Data in this exercise
☆ ☆ ☆ ☆

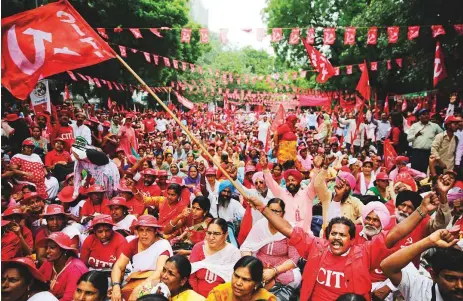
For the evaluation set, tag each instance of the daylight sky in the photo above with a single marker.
(236, 15)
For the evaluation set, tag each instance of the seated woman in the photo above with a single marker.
(62, 267)
(189, 227)
(147, 252)
(175, 276)
(120, 216)
(22, 281)
(91, 286)
(272, 248)
(213, 259)
(246, 283)
(103, 246)
(176, 201)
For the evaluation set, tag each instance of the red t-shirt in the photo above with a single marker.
(52, 157)
(202, 281)
(131, 249)
(150, 125)
(66, 133)
(101, 256)
(135, 206)
(90, 209)
(147, 191)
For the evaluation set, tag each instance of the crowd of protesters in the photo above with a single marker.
(124, 205)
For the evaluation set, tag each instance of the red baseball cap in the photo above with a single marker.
(382, 176)
(149, 172)
(147, 221)
(118, 201)
(66, 194)
(61, 239)
(29, 265)
(12, 211)
(102, 219)
(95, 189)
(53, 209)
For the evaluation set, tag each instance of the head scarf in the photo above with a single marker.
(226, 184)
(294, 173)
(189, 180)
(380, 210)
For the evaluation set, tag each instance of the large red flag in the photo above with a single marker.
(45, 41)
(439, 67)
(279, 119)
(319, 62)
(389, 154)
(363, 85)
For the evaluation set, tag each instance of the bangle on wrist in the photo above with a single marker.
(420, 212)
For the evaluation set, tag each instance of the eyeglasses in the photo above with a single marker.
(209, 233)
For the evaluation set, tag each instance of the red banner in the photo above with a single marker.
(44, 41)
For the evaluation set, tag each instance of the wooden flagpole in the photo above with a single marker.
(195, 140)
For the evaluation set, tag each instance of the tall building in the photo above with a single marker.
(199, 13)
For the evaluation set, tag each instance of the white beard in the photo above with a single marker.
(400, 216)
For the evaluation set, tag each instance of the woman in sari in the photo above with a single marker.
(246, 283)
(62, 268)
(272, 248)
(213, 259)
(285, 140)
(29, 167)
(193, 178)
(189, 227)
(41, 144)
(174, 275)
(147, 253)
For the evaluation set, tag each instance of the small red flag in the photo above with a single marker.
(349, 35)
(363, 86)
(437, 30)
(329, 36)
(439, 67)
(319, 62)
(372, 37)
(136, 33)
(45, 41)
(413, 32)
(393, 34)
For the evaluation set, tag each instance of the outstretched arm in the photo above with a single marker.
(392, 266)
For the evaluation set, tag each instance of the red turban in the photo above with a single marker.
(294, 173)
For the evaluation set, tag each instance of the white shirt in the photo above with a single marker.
(416, 287)
(83, 131)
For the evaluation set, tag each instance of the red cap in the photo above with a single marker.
(118, 201)
(452, 119)
(12, 211)
(53, 209)
(149, 172)
(61, 239)
(162, 173)
(28, 143)
(401, 159)
(102, 219)
(249, 168)
(95, 188)
(176, 180)
(29, 265)
(382, 176)
(31, 195)
(66, 194)
(147, 221)
(11, 117)
(211, 171)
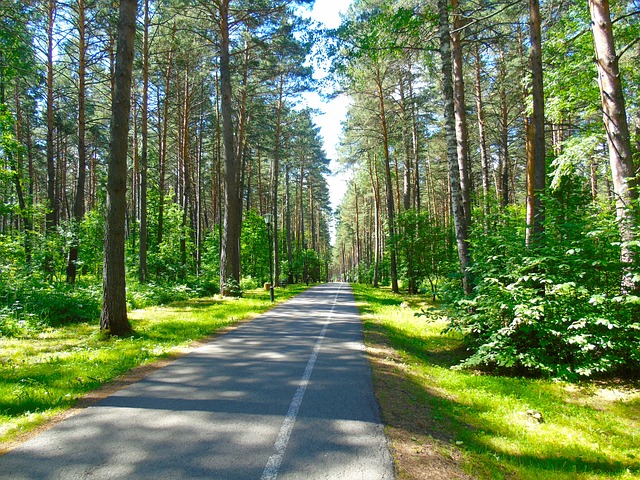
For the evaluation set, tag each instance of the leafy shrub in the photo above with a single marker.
(58, 304)
(554, 310)
(140, 295)
(232, 288)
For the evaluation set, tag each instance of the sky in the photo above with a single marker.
(334, 111)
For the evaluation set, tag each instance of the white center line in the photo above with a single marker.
(273, 465)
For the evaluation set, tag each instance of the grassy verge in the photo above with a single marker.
(445, 423)
(44, 372)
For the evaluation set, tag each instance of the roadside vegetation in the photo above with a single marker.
(444, 422)
(45, 369)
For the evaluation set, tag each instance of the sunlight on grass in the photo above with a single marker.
(508, 427)
(45, 372)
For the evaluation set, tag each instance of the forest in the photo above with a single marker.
(495, 149)
(217, 138)
(493, 146)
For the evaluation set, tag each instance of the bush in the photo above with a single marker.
(57, 304)
(554, 310)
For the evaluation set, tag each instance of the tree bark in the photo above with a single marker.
(482, 137)
(460, 224)
(232, 217)
(114, 308)
(623, 173)
(460, 109)
(78, 205)
(144, 157)
(388, 182)
(52, 212)
(535, 206)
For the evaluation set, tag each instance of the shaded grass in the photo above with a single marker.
(44, 372)
(490, 426)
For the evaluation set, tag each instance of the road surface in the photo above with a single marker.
(287, 395)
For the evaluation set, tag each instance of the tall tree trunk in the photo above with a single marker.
(535, 207)
(232, 219)
(388, 182)
(623, 172)
(162, 160)
(375, 186)
(52, 212)
(504, 137)
(275, 178)
(114, 307)
(78, 205)
(144, 157)
(460, 109)
(18, 176)
(460, 224)
(287, 197)
(482, 137)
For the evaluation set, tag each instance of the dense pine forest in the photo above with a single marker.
(493, 147)
(495, 153)
(217, 138)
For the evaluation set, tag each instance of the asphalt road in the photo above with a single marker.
(287, 395)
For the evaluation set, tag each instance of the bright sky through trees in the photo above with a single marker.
(334, 111)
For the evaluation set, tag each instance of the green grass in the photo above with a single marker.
(44, 372)
(589, 430)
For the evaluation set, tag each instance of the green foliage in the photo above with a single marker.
(422, 245)
(555, 310)
(500, 426)
(33, 303)
(255, 246)
(232, 288)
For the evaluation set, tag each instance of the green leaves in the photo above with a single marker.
(555, 311)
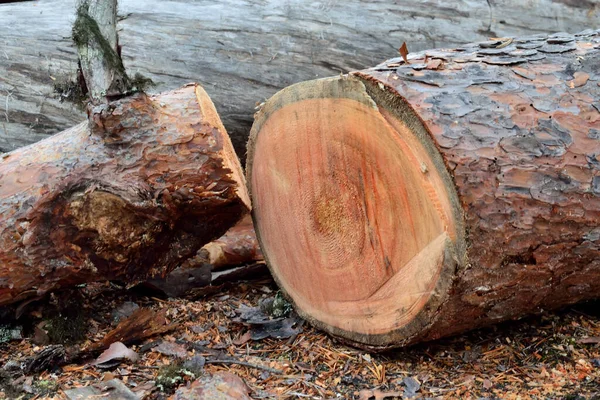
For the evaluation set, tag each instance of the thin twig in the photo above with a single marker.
(246, 364)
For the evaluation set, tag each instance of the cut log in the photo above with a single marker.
(243, 52)
(141, 188)
(408, 202)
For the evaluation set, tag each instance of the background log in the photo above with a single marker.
(413, 201)
(139, 190)
(243, 51)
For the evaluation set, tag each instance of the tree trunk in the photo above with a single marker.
(141, 188)
(243, 52)
(237, 248)
(413, 201)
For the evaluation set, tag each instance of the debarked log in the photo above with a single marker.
(131, 194)
(417, 200)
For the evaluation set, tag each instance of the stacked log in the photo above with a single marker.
(419, 199)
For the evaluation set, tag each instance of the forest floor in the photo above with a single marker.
(550, 356)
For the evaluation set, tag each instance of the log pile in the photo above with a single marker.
(419, 199)
(132, 194)
(242, 52)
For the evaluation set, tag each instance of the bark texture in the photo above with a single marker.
(241, 50)
(141, 188)
(517, 125)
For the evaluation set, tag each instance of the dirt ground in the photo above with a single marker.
(550, 356)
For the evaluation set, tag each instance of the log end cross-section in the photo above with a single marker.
(367, 232)
(425, 197)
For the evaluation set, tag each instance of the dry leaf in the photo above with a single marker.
(377, 394)
(171, 349)
(143, 323)
(222, 385)
(434, 64)
(589, 340)
(404, 52)
(116, 352)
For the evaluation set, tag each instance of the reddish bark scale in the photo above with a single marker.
(519, 130)
(151, 182)
(512, 128)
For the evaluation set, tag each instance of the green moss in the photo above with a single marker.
(8, 333)
(86, 31)
(45, 387)
(171, 376)
(140, 83)
(71, 91)
(69, 326)
(6, 386)
(277, 307)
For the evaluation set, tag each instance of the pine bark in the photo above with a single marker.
(241, 51)
(131, 194)
(515, 125)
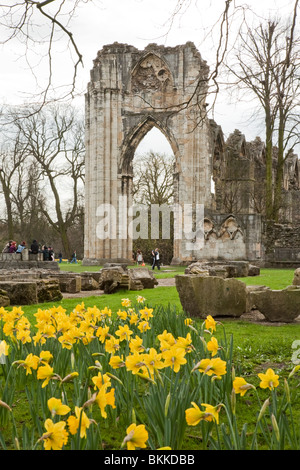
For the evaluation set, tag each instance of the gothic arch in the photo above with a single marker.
(136, 135)
(151, 73)
(130, 92)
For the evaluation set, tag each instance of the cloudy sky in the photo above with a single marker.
(135, 22)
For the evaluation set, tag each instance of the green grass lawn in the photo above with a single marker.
(254, 343)
(256, 347)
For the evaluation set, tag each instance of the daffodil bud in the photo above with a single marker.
(167, 404)
(5, 405)
(233, 401)
(287, 391)
(295, 369)
(17, 444)
(263, 409)
(275, 427)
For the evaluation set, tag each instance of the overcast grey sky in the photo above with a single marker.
(135, 22)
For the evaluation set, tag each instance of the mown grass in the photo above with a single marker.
(256, 346)
(253, 343)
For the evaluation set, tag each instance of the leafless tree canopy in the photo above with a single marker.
(39, 25)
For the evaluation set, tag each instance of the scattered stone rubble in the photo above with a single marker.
(204, 294)
(114, 277)
(38, 285)
(224, 269)
(296, 280)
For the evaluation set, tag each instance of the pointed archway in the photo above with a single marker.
(131, 92)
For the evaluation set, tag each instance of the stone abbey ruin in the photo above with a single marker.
(130, 92)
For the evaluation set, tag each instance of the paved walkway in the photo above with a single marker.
(89, 293)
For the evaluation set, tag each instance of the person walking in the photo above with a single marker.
(139, 257)
(156, 259)
(74, 258)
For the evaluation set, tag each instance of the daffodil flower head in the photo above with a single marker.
(136, 437)
(269, 380)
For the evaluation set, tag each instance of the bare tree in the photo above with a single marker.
(54, 139)
(153, 179)
(12, 156)
(43, 23)
(268, 66)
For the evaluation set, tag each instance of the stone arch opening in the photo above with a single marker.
(130, 93)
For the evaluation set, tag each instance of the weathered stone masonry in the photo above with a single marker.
(129, 93)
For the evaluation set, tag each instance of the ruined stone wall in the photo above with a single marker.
(130, 92)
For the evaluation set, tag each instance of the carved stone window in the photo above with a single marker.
(151, 74)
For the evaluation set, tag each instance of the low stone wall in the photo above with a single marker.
(26, 260)
(223, 269)
(114, 277)
(202, 295)
(31, 292)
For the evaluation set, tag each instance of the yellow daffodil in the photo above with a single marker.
(100, 380)
(136, 344)
(185, 343)
(102, 333)
(112, 345)
(143, 326)
(135, 363)
(116, 362)
(133, 318)
(45, 373)
(104, 399)
(153, 360)
(122, 314)
(174, 358)
(126, 303)
(213, 346)
(4, 347)
(269, 379)
(124, 333)
(56, 407)
(73, 422)
(146, 313)
(167, 337)
(46, 356)
(136, 437)
(241, 386)
(9, 328)
(24, 336)
(106, 312)
(212, 412)
(194, 415)
(31, 362)
(215, 366)
(210, 323)
(56, 436)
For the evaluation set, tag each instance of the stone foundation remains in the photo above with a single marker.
(202, 294)
(114, 277)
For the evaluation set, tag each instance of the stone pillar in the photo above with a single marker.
(130, 92)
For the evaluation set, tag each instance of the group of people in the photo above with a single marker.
(155, 258)
(48, 252)
(12, 247)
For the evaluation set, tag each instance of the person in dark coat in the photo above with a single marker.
(46, 256)
(34, 247)
(156, 260)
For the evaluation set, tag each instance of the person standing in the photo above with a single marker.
(74, 258)
(156, 259)
(139, 257)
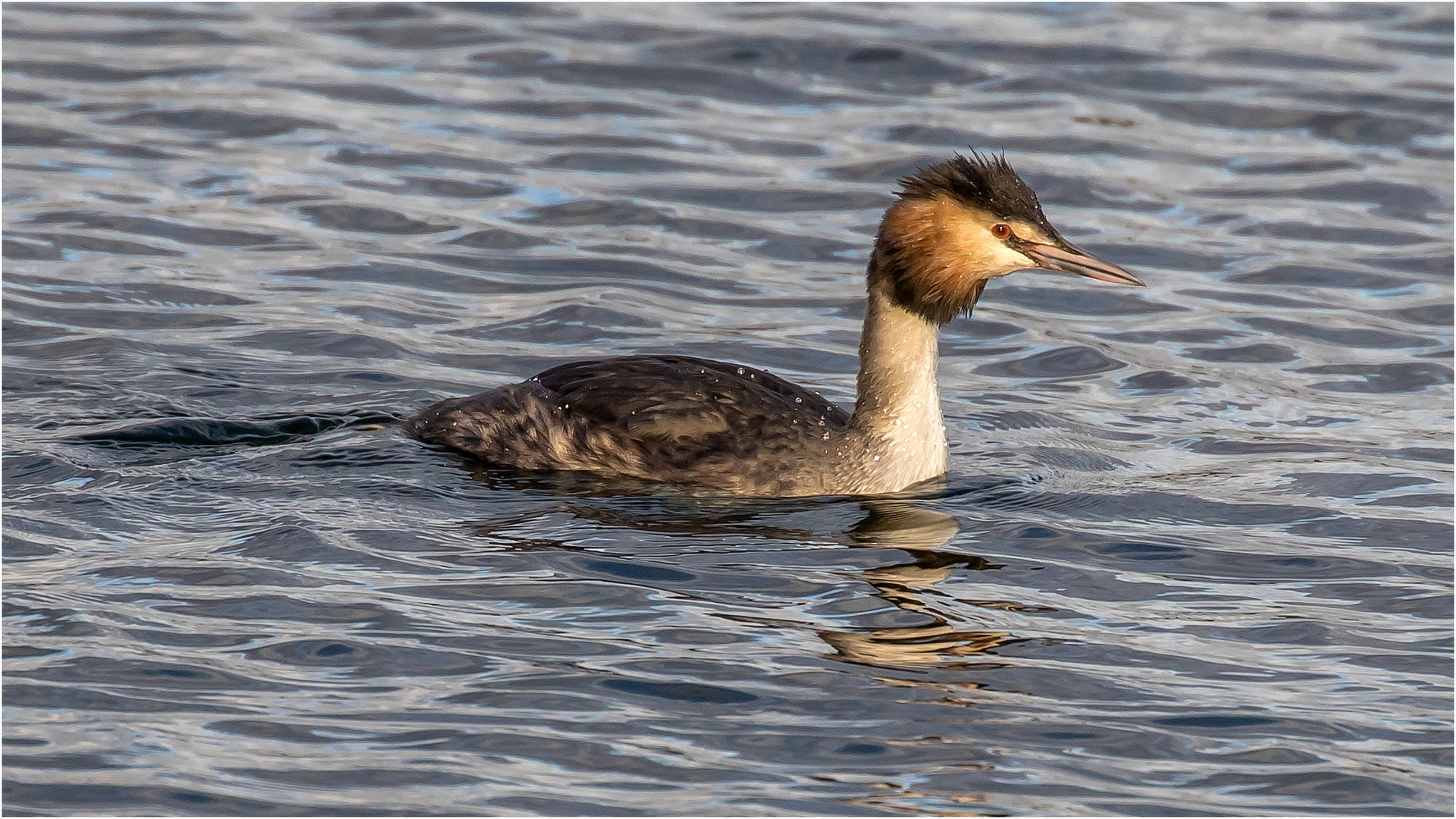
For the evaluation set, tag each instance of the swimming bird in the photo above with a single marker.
(953, 228)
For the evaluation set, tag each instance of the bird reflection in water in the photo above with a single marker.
(912, 586)
(941, 640)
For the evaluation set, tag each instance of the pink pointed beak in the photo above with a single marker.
(1076, 261)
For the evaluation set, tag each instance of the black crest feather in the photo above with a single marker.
(983, 181)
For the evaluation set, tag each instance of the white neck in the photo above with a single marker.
(897, 435)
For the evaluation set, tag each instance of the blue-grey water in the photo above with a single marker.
(1193, 557)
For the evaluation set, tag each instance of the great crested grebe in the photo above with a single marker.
(956, 226)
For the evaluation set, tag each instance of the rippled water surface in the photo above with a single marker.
(1193, 557)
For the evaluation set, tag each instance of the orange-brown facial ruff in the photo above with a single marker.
(928, 256)
(937, 248)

☆ ☆ ☆ ☆

Copy verbatim the span that opens at the line with "the stone foundation" and closes at the final line of the listing. Do not carry over any pictures.

Expected output
For the evaluation set, tag each instance of the stone foundation remains in the photo above with a single marker.
(202, 294)
(114, 277)
For the evaluation set, tag each instance of the stone pillar in the photo above with a single marker.
(130, 92)
For the evaluation set, tag each instance of the group of people in the photo above with a single marker.
(155, 258)
(48, 252)
(12, 247)
For the evaluation set, tag each instance of the person in dark coat in the photo above with a single marker.
(46, 256)
(34, 247)
(156, 260)
For the evaluation set, tag each instance of the person standing in the photo above with a single marker.
(74, 258)
(156, 259)
(139, 257)
For the evaluation set, tag each instance of the swimming bird in the photo above with a single marker.
(953, 228)
For the evaluation set, tag each instance of the bird reflection in water in the photo above with a single marker.
(912, 586)
(941, 640)
For the evaluation set, tag each instance of the pink pointed beak in the photo above with a single marker.
(1076, 261)
For the evaluation set, tag each instance of the black crest feather in the photo above with a single marker.
(983, 181)
For the evaluation set, tag each instance of the white neck in the photo above with a single marker.
(897, 435)
For the evaluation set, tag each instance of the blue-grey water in the photo above with a single marker.
(1193, 557)
For the evaluation set, tag each instance of the great crested grebe in the photo above with a single marker.
(956, 226)
For the evaluation set, tag each instance of the rippled water surface in the photo above with a single marker.
(1193, 557)
For the evaluation set, tag each instance of the orange-brown facial ruff in the photo above with a single marker.
(928, 256)
(937, 248)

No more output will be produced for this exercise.